▶ Extrait du document:
╔══
Bulletin annoté des lois et
décrets
2 mars 1878. DÉCRET portant promulgation
du procès-verbal de délimitation entre la France et l'empire d'Allemagne,
signé le 26 avril 1877. (Promulg. Bull. des lois, du 13 avril 1878, n°
6807.)
ART. 1er. Un procès-verbal de délimitation entre la France et l'empire
d'Allemagne ayant été signé le 26 avril 1877, aux termes des articles 1er du
traité préliminaire de paix du 26 février 1871 et du traité définitif du 10
mai suivant, ledit procès-verbal, dont la teneur suit, est approuvé et sera
inséré au Bulletin des lois.
PROCÈS-VERBAL DE DELIMITATION ENTRE LA FRANCE ET L'EMPIRE D'ALLEMAGNE.
Aux termes des articles 1er du traité préliminaire de paix du 26 février
1871 et du traité définitif du 10 mai suivant entre la France et l'empire
d'Allemagne, les hautes puissances contractantes étant convenues de faire
régler par une commission internationale la position de la ligne frontière
ainsi que le partage des biens meubles et immeubles appartenant à des
communes coupées par la frontière, ont été nommes membres de cette
commission :
Ces commissaires, après avoir échangé leurs pleins pouvoirs, ont clos le
procès-verbal ci-après, sous la réserve de l'approbation de leurs
gouvernements respectifs :
ART. 1er. La frontière entre la France et l'empire d'Allemagne a été
déterminée, abornée et mesurée, en exécution des stipulations:
- 1° De l'article 1er du traité préliminaire de paix du 26 février 1871 ; -
2° De l'article 1er du traité de paix définitif entre la France et l'empire
d'Allemagne, en date du 10 mai 1871; - 3° Du troisième des articles
additionnels du 10 mai 1871, lesquels font partie intégrante du traité de
paix en date du même jour; - 4° De l'article 10 de la convention
additionnelle au traité de paix entre la France et l'empire d'Allemagne, en
date du 12 octobre 1871 ; - 5° De la convention relative au tracé de la
frontière au travers de la commune d'Avricourt, conclue, les 24-27 août
1872, par les membres de la commission internationale de délimitation; - 6°
De la convention relative au tracé de la frontière au travers des communes
de Raon-lès-Leau et Raon-sur-Plaine, conclue, les 28-31 août 1872, par les
membres de la même commission.- A l'exception de son tracé sur les
territoires des communes françaises de Raon-lès-Leau et de Raon-sur-Plaine
et des communes allemandes de Serven et d'Avricourt, qui sont coupées par la
frontière, en exécution des conventions internationales ci-dessus
mentionnées, la limite des deux Etats se confond avec des limites de
communes; elle est décrite, en ce qui concerne ses directions principales,
dans la description générale de la frontière ci-jointe, qui est signée par
les membres de la commission, et en ce qui concerne les détails, dans le
registre d'abornement également joint au présent procès-verbal, lequel
registre est signé par les géomètres en chef français et allemand attachés à
la commission; ces deux pièces sont revêtues d'un timbre français et d'un
timbre allemand.- Le tracé de la frontière, conforme aux indications
contenues dans la description générale et dans le registre d'abornement, est
figuré par un liséré rouge sur la carte d'ensemble et sur la carte de détail
annexées au présent procès-verbal, lesquelles ont été rédigées
respectivement à l'échelle du 1/20000 et à celle du 1/1250 L'expédition
française et l'expédition allemande de ces cartes ont été signées par les
géomètres en chef français et allemand et elles ont été revêtues d'un timbre
français et d'un timbre allemand. - Les cartes françaises comprennent : la
carte à l'échelle du 1/20000 en seize feuilles; la carte à l'échelle de
1/1250 en cent une feuilles. - Les cartes allemandes comprennent : les
cartes à l'échelle du 1/20000 en vingt-deux feuilles ; la carte à l'échelle
du 1/1250 en sept cent vingt-sept feuilles.
╚══
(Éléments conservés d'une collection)
╔══
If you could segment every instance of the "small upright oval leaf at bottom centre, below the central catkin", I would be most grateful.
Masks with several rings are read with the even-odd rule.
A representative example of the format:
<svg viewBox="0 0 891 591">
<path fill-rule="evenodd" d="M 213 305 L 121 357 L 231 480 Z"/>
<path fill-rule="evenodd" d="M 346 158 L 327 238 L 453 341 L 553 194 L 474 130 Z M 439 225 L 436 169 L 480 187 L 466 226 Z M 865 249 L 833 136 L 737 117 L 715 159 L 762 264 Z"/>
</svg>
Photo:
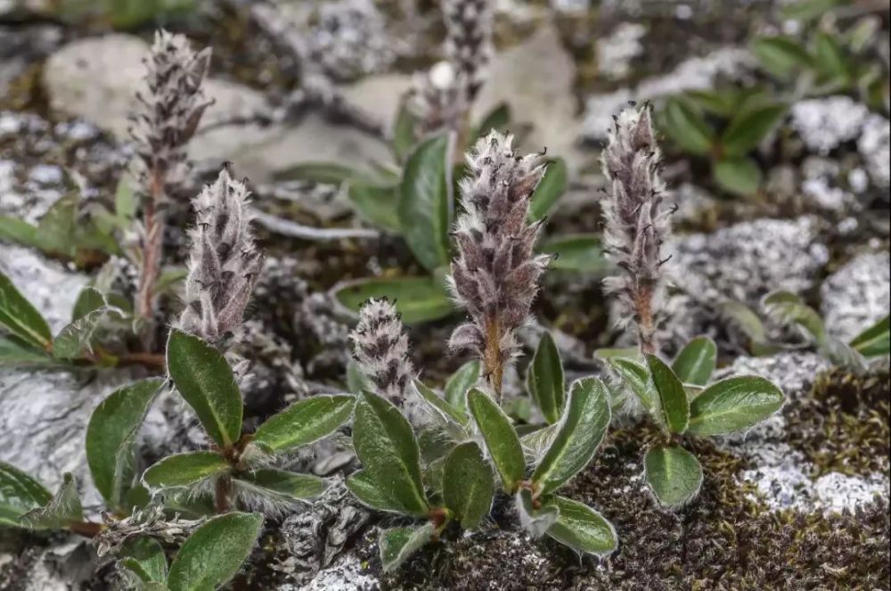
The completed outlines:
<svg viewBox="0 0 891 591">
<path fill-rule="evenodd" d="M 494 495 L 492 468 L 477 444 L 469 441 L 455 447 L 443 472 L 443 500 L 463 529 L 473 529 L 486 518 Z"/>
</svg>

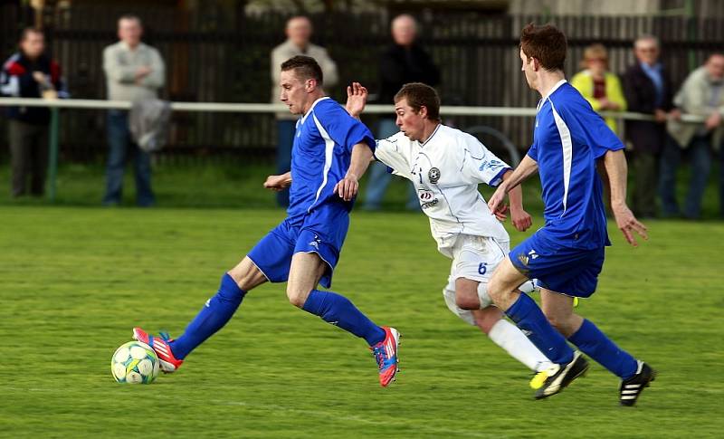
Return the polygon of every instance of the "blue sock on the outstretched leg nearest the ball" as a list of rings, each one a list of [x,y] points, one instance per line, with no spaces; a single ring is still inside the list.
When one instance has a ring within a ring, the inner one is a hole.
[[[246,291],[240,289],[228,273],[224,274],[219,291],[206,301],[205,307],[196,314],[194,320],[191,320],[184,334],[168,343],[174,352],[174,357],[186,358],[205,339],[222,329],[241,305],[244,294]]]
╚══
▶ Ce qui est attendu:
Répondez à ces questions d'après l'extrait sur la délimitation entre la France et l'empire d'Allemagne :
(a) À quelle date le procès-verbal de délimitation a-t-il été signé ?
(b) Comment le tracé de la frontière est-il figuré sur la carte d'ensemble et sur la carte de détail ?
(c) En combien de feuilles se compose la carte allemande à l'échelle du 1/1250 ?
Cette liste provient d'une autre source.

▶ Réponse:
(a) Le 26 avril 1877.
(b) Par un liséré rouge.
(c) En sept cent vingt-sept feuilles.